CONSIGNE 1 — D'après l'extrait sur le film It wasn't the right mountain, Mohammad, pourquoi est-ce Mili Pecherer qui tient le rôle principal ? Répondez en une à trois phrases.

SECTION DU DOCUMENT —
**********

It wasn’t the right mountain, Mohammad : on ne saura jamais qui est Mohammad, ni quelle montagne était la bonne. On saura seulement ce qui se déroule sur cette mauvaise montagne : la croisée des chemins entre Mili, qui tente de vivre de manière intègre en prenant soin de son troupeau de béliers implacablement menacé par un monde âpre et indifférent, et Abraham, qui se verra ordonner par Dieu de remplacer au dernier moment le sacrifice de son fils par celui d’un bélier.
Premier volet d’un projet plus ample, It wasn’t the right mountain, Mohammad en pose les bases : aborder l’intime en partant de la Bible, irriguer le rapport à soi et au monde en repassant par le récit de la création. Mili Pecherer recourt pour ce faire aux images de synthèse, recréation d’un monde visiblement artificiel où la caméra, libérée des contraintes physiques, peut se faire pure motricité et mobilité. Là où l’oeil arpente un espace aux paramètres plastiques constamment reconfigurés, la voix invoque : Mili écrit à Mohammad, lui conte ses espoirs et ses échecs, ses frayeurs et ses douleurs, et ouvre ainsi la perspective que même la plus virevoltante des caméras ne peut que suggérer : celle d’une âme qui se construit en se dévoilant. (N.L.)

Comme dans votre précédent film, How glorious it is to be a human being (FID 2019), vous vous mettez en scène comme protagoniste principal. Sauf qu’ici, vous devenez un personnage d’animation. Pourquoi cette technique, et pourquoi l’associer à un récit biblique ?

Être le personnage principal est une chose que je suis strictement, en tout cas pour l’instant. Je n’en sais pas assez sur le monde pour dire une « vérité », donc c’est une recherche et cela semble avoir du sens de mener la recherche sur moi-même.

Ce film a été réalisé lors de ma participation au programme du Fresnoy. Dans la deuxième année du programme, nous sommes fortement encouragés à travailler avec des nouvelles technologies.

**********

EXTRAITS DES ENTRÉES —
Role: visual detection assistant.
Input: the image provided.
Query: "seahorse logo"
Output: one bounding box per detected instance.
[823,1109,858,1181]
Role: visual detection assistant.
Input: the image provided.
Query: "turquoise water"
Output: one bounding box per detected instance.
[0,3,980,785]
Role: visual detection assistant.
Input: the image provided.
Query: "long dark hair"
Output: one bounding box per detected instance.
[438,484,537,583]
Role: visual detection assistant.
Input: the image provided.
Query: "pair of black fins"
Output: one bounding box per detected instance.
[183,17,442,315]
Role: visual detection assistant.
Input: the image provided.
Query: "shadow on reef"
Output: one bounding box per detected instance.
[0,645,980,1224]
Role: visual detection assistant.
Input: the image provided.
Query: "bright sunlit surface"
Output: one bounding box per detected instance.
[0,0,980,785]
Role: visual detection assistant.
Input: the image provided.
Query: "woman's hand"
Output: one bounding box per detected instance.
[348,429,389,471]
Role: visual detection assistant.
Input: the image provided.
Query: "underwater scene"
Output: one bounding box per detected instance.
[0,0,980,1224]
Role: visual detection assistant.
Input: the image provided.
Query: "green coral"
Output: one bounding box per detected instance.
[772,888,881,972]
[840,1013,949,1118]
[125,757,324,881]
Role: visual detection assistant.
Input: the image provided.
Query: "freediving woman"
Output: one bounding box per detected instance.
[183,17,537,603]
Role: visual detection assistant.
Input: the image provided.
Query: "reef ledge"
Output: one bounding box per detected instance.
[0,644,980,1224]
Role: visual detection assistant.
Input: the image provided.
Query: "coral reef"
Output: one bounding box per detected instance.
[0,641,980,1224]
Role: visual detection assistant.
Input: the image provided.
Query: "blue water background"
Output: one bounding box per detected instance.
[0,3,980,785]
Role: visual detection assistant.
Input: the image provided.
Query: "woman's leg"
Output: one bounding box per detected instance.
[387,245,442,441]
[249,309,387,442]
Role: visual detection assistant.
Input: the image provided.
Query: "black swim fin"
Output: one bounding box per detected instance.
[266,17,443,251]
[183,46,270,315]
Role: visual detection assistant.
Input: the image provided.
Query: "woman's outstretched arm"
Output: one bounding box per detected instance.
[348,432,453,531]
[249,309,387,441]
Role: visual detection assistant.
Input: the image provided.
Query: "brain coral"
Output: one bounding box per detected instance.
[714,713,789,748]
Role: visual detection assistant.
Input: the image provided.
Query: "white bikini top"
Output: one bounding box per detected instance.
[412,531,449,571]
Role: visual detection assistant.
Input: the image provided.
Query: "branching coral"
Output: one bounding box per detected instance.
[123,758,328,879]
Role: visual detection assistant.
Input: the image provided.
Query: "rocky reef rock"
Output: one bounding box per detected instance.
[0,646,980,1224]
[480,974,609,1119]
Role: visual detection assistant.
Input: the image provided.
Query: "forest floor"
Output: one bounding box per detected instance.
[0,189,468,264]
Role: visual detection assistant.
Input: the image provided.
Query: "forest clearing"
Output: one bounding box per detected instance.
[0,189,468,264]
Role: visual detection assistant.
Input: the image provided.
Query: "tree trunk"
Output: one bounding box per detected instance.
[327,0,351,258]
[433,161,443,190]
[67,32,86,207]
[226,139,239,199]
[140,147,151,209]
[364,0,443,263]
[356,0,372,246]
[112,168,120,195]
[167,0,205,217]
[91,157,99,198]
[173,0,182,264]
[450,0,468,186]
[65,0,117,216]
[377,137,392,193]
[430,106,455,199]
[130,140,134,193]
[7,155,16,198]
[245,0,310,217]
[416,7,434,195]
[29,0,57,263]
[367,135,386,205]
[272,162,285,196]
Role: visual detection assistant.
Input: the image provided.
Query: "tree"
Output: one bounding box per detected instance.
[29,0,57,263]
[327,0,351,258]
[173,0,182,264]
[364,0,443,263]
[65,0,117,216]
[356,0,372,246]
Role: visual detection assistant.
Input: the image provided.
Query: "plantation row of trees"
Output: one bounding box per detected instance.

**********

CONSIGNE 2 — Recopiez à l'identique les entrées, de leur toute première ligne jusqu'à la ligne qui contient "[0,641,980,1224]", celle-ci comprise.

RÉPONSE RÉDIGÉE 1 — Mili Pecherer dit ne pas en savoir assez sur le monde pour énoncer une « vérité ». Le film est donc une recherche, et il semble sensé de la mener sur soi-même.

RÉPONSE RÉDIGÉE 2 —
Role: visual detection assistant.
Input: the image provided.
Query: "seahorse logo"
Output: one bounding box per detected instance.
[823,1109,858,1181]
Role: visual detection assistant.
Input: the image provided.
Query: "turquoise water"
Output: one bounding box per detected instance.
[0,3,980,785]
Role: visual detection assistant.
Input: the image provided.
Query: "long dark hair"
Output: one bounding box per detected instance.
[438,484,537,583]
Role: visual detection assistant.
Input: the image provided.
Query: "pair of black fins"
Output: one bounding box per detected instance.
[183,17,442,315]
Role: visual detection assistant.
Input: the image provided.
Query: "shadow on reef"
Output: one bounding box per detected instance.
[0,645,980,1224]
Role: visual detection assistant.
Input: the image provided.
Query: "bright sunlit surface"
Output: one bounding box per detected instance.
[0,0,980,785]
Role: visual detection assistant.
Input: the image provided.
Query: "woman's hand"
Output: one bounding box per detected instance.
[348,429,389,471]
Role: visual detection assistant.
Input: the image provided.
Query: "underwater scene"
Output: one bounding box per detected instance.
[0,0,980,1224]
Role: visual detection assistant.
Input: the image provided.
Query: "green coral"
Output: one bounding box per detected instance.
[772,888,881,972]
[840,1013,949,1118]
[125,757,324,881]
Role: visual detection assistant.
Input: the image provided.
Query: "freediving woman"
Output: one bounding box per detected instance.
[183,17,537,603]
Role: visual detection assistant.
Input: the image provided.
Query: "reef ledge"
Output: one bounding box per detected instance.
[0,644,980,1224]
Role: visual detection assistant.
Input: the image provided.
Query: "coral reef"
Output: one bounding box per detected instance.
[0,641,980,1224]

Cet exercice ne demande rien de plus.